Written instruction — Write out each line of the listing below as one string in a JSON list, skipping blank lines. Leave out the pictures.

-- START OF Data to use --

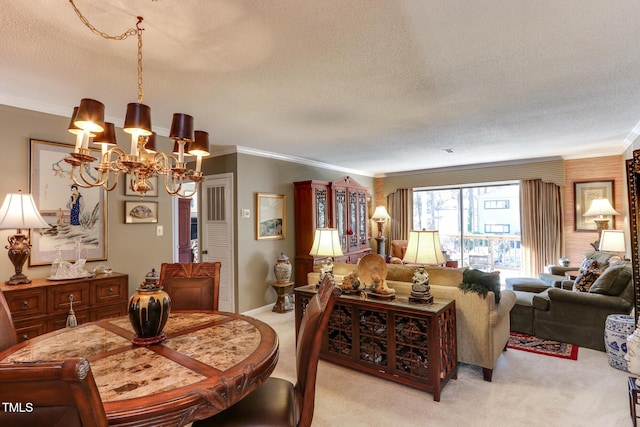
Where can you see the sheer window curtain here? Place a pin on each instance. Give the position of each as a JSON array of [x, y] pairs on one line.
[[541, 224], [400, 205]]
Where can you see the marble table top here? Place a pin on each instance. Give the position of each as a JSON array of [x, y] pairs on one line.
[[208, 362]]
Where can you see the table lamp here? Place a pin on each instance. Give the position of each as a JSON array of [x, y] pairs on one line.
[[598, 209], [380, 216], [423, 248], [613, 241], [19, 211], [326, 243]]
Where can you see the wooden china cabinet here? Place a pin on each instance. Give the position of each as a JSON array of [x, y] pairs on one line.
[[340, 204]]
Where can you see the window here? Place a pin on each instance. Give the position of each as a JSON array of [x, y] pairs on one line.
[[496, 228], [475, 223]]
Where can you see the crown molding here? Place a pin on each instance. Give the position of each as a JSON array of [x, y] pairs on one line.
[[299, 160]]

-- END OF Data to use --

Answer —
[
  "Where can you see the sheer window curtain here? Place a pin on each instance. Give the position of each as a JSON array of [x, y] pairs on one line.",
  "[[541, 224], [400, 205]]",
  "Where can you see the marble table top here? Place a pin on each instance. Give the position of each as a JSON array of [x, y] pairs on one line.",
  "[[208, 362]]",
  "Where can you see the table lamp here? Place a pin on each instance. Give the position of each as a JSON array of [x, y] pairs on one line.",
  "[[598, 209], [380, 216], [423, 248], [613, 241], [19, 211], [326, 243]]",
  "Where can you see the wooden china cabinet here? Place a pin on each instance. Give the position of each as a JSON array of [x, y] pairs on one line.",
  "[[340, 204]]",
  "Where can you see the window here? Place a pin on each instance. Give the position of each as a JSON array of [x, y] pairs on one line.",
  "[[496, 228], [475, 223]]",
  "Where can you see the crown molding here? Place a pin on each instance. Give the position of each as a JSON array of [x, y] pairs on one line.",
  "[[299, 160]]"
]